YOUR OBJECTIVE -
Whenever a line contains the string "facade", copy it out of the entries.

[[ DATA LISTING open ]]

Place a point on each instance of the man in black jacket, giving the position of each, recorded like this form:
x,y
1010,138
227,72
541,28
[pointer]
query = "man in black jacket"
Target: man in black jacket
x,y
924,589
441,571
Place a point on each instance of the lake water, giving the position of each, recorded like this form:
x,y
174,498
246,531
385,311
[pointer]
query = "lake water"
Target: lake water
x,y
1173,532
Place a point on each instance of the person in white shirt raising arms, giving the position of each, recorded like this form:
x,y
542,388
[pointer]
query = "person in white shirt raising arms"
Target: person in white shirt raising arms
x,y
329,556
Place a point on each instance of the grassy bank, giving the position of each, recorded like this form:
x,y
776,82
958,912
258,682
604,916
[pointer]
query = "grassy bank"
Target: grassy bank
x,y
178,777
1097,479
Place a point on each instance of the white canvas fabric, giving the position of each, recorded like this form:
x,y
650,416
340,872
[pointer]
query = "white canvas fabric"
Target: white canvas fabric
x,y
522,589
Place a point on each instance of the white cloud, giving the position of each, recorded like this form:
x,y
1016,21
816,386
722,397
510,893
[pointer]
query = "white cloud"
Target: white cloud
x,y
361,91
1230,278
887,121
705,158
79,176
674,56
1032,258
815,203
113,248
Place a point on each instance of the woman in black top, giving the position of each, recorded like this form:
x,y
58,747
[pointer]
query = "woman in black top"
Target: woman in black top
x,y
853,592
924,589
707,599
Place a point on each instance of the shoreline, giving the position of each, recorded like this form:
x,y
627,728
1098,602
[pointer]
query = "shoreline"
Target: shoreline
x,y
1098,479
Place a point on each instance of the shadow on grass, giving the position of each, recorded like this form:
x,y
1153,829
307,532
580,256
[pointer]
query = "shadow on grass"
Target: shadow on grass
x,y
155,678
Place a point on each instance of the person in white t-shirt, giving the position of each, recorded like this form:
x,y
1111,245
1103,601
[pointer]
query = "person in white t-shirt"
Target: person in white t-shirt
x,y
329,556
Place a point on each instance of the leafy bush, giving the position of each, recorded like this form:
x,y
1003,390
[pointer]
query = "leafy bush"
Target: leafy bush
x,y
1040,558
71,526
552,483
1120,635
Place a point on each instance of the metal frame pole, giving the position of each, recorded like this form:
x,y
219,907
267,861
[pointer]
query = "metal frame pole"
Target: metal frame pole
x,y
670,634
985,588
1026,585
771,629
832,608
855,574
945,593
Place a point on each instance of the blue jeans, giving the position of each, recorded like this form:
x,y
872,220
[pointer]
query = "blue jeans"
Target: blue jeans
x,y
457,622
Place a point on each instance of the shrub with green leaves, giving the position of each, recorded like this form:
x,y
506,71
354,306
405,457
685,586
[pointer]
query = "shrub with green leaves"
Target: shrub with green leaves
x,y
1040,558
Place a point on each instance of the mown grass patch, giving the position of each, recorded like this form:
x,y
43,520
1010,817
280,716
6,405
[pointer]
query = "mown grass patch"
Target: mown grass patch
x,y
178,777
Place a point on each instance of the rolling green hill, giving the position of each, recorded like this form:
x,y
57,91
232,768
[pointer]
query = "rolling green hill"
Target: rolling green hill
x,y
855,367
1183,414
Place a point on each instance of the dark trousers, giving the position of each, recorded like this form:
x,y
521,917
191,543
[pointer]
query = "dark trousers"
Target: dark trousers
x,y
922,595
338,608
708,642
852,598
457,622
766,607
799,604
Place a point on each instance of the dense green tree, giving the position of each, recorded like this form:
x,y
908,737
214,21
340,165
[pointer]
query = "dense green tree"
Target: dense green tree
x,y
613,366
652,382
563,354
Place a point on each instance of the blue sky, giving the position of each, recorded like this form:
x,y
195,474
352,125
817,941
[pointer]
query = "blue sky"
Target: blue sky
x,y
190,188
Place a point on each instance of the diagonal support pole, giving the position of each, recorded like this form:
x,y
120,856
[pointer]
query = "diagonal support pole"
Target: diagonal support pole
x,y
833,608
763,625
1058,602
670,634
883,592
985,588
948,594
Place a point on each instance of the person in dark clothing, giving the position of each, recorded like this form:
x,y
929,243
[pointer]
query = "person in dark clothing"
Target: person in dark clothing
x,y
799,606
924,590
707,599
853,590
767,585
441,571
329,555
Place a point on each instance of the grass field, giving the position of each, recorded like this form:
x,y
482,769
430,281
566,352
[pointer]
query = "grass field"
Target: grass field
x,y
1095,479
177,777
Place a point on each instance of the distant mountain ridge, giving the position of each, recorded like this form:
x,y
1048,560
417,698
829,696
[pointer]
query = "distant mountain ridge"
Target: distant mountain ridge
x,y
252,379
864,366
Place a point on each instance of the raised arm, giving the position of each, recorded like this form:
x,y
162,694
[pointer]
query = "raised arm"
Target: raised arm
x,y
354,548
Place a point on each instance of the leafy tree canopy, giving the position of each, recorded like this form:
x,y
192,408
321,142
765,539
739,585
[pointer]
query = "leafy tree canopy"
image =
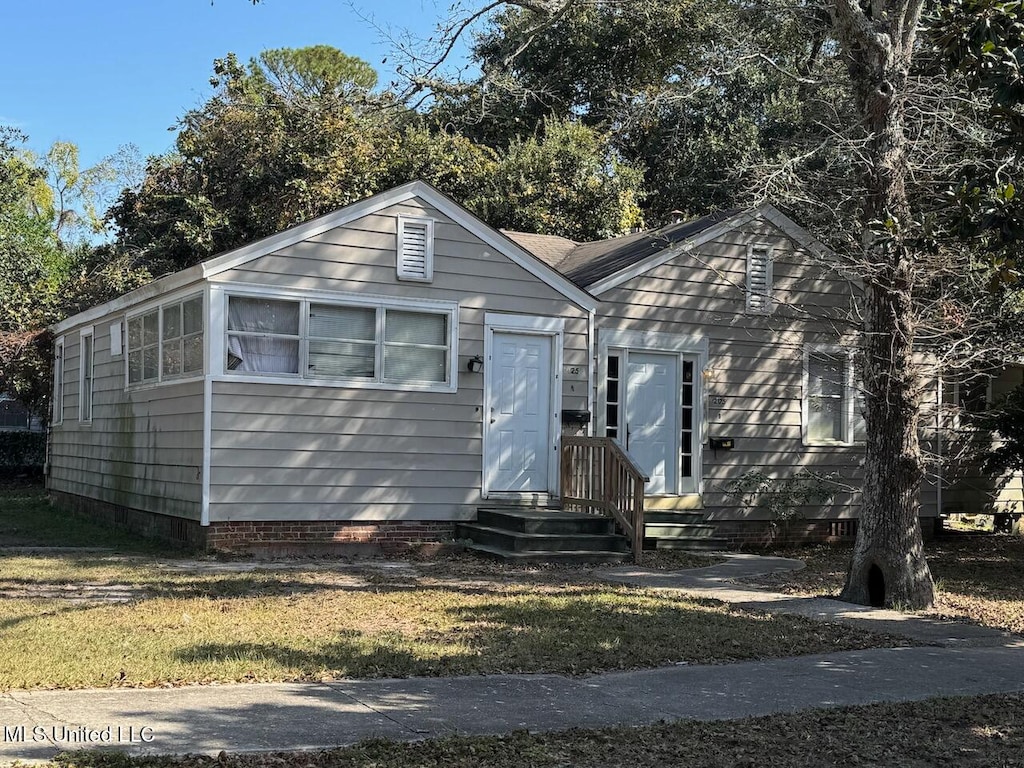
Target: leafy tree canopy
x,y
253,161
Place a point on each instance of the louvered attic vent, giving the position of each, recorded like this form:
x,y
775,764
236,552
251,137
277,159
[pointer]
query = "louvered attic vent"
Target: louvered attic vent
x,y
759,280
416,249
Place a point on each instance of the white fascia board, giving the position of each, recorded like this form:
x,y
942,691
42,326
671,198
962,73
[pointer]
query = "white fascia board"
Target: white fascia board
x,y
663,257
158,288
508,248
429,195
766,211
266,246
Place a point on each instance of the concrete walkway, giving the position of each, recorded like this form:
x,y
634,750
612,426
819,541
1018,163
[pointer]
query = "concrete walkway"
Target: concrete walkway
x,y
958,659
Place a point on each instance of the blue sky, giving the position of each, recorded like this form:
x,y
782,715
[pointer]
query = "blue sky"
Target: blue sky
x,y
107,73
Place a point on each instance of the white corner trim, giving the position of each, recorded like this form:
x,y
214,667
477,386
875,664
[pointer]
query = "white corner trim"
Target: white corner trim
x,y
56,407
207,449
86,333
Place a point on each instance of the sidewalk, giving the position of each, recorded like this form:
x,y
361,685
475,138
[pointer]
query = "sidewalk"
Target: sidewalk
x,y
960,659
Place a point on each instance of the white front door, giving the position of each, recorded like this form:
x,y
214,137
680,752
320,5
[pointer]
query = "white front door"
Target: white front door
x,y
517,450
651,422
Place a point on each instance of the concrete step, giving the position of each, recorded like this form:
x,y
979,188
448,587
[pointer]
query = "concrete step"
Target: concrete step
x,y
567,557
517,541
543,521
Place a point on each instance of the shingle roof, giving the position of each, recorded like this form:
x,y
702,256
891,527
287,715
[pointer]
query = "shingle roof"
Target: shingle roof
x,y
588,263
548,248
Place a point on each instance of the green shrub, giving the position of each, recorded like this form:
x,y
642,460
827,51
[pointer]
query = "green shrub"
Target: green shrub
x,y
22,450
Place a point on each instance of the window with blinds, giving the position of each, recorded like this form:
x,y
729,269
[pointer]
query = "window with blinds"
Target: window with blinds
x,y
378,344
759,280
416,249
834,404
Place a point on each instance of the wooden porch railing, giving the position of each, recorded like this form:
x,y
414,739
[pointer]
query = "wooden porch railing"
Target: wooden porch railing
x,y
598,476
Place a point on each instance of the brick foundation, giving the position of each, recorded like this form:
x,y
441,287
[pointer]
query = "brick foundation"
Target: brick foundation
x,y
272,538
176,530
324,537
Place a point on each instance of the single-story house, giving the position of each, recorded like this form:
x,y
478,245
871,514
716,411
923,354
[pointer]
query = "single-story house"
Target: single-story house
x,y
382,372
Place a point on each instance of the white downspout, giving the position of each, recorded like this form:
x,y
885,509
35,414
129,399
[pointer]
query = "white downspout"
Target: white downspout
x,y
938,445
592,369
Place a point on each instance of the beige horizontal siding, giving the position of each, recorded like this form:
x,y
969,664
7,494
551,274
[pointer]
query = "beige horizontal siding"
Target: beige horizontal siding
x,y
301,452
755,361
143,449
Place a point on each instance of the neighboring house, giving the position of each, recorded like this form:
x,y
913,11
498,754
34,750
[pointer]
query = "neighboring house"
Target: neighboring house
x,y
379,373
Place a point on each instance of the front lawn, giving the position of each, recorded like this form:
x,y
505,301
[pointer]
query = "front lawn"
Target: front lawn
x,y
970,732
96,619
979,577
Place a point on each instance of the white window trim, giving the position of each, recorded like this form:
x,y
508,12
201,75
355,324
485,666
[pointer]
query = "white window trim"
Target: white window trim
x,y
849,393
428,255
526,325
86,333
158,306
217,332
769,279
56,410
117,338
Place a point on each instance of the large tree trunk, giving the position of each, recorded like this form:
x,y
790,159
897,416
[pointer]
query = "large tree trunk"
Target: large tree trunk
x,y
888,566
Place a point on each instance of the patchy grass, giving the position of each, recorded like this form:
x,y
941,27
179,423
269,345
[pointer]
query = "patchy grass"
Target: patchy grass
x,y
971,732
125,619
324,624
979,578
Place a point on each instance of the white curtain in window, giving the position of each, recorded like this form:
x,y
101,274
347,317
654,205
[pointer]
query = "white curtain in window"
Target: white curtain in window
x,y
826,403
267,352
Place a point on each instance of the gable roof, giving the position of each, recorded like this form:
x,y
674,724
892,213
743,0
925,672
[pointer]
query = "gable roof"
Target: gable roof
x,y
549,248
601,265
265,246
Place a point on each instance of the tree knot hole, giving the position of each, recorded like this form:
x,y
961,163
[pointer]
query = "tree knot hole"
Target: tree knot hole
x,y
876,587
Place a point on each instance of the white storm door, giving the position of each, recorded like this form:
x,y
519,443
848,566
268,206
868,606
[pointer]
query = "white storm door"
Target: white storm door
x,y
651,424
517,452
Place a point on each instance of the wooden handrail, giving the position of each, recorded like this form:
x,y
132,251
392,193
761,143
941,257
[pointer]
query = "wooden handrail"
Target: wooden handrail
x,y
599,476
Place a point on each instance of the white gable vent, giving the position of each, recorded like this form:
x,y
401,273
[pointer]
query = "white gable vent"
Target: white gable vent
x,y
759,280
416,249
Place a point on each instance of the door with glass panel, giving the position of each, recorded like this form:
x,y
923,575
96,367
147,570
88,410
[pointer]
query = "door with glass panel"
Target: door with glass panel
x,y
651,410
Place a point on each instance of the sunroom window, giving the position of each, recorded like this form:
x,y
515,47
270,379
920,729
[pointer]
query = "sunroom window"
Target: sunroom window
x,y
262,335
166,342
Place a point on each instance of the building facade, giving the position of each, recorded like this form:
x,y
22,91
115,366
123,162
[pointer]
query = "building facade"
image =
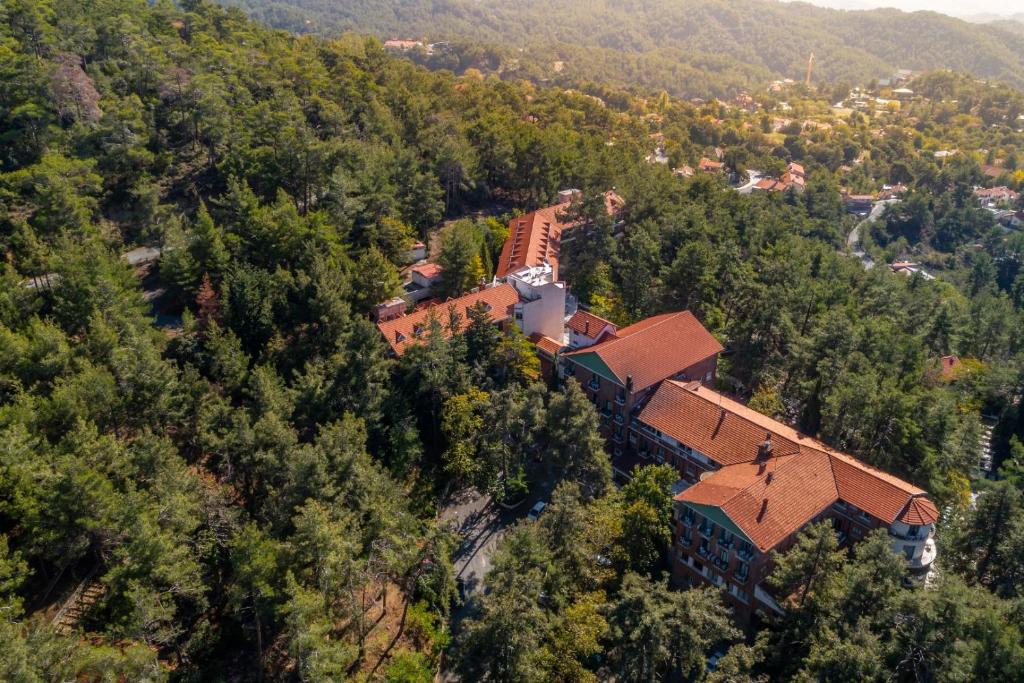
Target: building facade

[[ DATA LISTING closed ]]

ANSWER SPACE -
Place a point on each instance of the building facade, giving the position of each, recorded like this form:
query = "building facade"
Target: building facade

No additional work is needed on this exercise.